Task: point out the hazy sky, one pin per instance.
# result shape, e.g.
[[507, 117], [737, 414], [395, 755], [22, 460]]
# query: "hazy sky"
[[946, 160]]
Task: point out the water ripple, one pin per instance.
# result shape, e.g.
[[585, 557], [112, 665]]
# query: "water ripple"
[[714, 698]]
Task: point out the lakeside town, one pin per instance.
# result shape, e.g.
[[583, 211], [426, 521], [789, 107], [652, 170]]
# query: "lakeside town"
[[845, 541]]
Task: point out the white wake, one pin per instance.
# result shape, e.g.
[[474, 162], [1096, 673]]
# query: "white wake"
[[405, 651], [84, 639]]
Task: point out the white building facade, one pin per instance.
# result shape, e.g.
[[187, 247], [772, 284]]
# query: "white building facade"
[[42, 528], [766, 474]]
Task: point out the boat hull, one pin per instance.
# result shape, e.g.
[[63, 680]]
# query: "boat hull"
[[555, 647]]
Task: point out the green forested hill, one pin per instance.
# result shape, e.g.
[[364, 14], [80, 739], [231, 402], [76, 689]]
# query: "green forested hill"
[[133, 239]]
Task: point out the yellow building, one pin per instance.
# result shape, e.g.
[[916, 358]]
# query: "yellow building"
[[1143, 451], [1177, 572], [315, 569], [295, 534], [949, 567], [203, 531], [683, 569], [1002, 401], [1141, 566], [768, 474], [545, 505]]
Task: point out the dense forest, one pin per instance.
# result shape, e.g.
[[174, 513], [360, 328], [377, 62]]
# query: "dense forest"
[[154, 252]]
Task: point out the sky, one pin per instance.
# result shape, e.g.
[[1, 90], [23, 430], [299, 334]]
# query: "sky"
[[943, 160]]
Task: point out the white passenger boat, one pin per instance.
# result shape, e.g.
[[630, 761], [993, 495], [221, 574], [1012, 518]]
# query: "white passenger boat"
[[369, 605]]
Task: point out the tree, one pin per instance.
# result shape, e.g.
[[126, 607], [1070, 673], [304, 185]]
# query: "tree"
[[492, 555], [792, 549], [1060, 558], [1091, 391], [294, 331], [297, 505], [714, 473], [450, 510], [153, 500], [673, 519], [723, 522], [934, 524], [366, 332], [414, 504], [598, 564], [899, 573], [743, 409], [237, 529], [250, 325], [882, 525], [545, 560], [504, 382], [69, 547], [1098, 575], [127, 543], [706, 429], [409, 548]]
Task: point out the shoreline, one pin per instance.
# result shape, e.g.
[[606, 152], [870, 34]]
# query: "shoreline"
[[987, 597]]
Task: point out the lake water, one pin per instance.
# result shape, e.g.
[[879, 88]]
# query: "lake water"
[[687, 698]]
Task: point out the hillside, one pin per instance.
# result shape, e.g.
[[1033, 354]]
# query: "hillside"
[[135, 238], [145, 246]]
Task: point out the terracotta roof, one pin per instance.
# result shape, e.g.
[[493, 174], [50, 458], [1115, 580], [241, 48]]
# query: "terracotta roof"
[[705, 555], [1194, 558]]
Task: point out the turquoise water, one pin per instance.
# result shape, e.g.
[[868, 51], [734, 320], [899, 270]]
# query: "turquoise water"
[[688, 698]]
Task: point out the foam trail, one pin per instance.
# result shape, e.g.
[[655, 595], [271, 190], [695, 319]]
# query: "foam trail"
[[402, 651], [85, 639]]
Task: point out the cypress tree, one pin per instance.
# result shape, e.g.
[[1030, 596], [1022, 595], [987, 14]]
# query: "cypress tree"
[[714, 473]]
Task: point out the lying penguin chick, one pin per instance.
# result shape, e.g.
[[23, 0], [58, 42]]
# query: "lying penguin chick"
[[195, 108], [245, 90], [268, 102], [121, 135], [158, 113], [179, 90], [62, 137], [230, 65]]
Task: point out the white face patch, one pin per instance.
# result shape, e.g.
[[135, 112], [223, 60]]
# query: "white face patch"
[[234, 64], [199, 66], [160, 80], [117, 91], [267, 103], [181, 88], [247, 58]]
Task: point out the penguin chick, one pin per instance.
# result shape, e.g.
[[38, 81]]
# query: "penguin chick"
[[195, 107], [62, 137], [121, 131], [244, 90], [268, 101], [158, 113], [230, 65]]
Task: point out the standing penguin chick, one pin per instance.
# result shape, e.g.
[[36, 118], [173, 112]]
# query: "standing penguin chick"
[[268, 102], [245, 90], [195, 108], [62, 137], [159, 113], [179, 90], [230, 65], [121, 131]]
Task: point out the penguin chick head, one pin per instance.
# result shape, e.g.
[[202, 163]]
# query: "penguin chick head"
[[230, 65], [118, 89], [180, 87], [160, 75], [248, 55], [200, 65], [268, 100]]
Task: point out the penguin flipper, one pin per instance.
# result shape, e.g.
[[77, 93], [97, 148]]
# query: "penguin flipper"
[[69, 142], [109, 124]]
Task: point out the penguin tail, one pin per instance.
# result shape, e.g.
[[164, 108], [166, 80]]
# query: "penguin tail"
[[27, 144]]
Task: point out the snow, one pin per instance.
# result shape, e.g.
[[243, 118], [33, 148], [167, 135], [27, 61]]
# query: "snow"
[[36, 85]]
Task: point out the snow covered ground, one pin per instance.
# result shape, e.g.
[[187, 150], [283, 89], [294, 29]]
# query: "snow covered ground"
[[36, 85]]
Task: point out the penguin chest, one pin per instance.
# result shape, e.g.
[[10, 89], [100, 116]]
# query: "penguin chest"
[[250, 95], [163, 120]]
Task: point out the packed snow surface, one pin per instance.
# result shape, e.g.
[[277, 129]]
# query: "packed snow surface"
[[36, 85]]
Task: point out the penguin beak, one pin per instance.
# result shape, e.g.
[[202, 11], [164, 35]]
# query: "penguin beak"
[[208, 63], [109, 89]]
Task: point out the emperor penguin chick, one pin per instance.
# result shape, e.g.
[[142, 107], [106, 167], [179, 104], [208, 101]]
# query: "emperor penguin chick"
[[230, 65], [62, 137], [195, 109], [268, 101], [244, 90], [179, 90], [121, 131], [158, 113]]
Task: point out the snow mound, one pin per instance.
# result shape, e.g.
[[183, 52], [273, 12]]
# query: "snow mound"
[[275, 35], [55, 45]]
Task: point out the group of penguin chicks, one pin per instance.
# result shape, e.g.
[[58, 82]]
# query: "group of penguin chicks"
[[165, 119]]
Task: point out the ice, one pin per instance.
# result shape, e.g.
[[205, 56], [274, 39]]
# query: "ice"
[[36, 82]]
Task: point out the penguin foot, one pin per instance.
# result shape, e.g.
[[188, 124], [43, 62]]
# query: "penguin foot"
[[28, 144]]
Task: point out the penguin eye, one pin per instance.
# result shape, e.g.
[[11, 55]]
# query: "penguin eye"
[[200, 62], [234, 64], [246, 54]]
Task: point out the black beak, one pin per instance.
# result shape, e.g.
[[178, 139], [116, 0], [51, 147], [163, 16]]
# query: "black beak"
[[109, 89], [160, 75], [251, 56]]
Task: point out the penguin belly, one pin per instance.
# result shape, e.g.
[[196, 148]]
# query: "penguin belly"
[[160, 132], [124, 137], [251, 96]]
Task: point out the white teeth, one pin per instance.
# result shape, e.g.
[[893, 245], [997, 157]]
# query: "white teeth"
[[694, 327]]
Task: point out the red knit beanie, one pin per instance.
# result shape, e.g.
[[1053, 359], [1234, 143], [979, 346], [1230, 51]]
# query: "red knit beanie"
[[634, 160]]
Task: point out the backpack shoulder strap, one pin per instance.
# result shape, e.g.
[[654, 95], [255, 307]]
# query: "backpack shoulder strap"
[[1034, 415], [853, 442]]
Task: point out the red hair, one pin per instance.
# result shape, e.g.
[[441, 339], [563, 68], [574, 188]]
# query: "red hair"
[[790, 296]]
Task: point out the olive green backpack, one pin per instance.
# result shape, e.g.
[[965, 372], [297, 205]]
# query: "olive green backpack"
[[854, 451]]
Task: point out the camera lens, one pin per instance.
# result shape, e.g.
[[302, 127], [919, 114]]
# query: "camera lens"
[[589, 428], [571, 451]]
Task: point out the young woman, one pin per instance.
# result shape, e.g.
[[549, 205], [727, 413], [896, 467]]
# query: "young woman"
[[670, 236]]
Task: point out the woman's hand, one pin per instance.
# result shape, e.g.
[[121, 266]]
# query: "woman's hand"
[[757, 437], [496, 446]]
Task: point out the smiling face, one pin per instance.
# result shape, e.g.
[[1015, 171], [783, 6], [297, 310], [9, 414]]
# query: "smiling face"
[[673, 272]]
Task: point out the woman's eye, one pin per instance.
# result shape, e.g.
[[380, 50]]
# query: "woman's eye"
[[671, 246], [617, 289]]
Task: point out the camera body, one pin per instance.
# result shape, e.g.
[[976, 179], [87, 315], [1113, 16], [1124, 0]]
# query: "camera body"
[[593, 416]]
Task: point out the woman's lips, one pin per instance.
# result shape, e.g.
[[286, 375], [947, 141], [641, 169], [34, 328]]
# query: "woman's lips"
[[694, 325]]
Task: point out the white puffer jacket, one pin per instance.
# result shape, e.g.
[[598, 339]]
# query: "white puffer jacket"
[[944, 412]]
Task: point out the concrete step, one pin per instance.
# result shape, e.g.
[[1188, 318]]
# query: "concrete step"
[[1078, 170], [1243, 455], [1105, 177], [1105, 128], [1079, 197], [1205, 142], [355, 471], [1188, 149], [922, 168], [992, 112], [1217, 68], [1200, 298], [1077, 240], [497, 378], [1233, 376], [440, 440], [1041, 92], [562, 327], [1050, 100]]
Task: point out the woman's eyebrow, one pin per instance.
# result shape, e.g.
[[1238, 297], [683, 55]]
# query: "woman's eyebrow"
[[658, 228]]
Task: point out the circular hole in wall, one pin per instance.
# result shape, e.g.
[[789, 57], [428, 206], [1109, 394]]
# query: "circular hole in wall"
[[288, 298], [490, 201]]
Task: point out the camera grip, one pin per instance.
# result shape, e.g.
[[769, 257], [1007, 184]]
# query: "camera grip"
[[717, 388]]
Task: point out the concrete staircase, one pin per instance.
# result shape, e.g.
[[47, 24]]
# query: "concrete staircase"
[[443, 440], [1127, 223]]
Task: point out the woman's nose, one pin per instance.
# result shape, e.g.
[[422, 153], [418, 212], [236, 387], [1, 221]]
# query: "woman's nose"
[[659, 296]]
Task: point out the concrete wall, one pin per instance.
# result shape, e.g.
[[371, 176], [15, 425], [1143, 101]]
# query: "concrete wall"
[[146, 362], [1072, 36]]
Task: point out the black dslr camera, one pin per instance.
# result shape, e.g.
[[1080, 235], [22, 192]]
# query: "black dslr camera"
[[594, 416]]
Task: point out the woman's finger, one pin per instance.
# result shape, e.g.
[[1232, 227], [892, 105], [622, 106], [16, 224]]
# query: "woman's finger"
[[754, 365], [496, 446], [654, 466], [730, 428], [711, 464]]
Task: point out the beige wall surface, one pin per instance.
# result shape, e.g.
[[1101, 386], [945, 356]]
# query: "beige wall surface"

• • • • • • •

Task details => Copy out the lines from the one containing "Task: point out the penguin chest, one" through the one containing "[[250, 95], [163, 120]]", reproducing them unchanged.

Complete answer =>
Task: point out the penguin chest, one pin per instance.
# result shape, e.g.
[[10, 89], [100, 116]]
# query: "penguin chest"
[[250, 95], [163, 120]]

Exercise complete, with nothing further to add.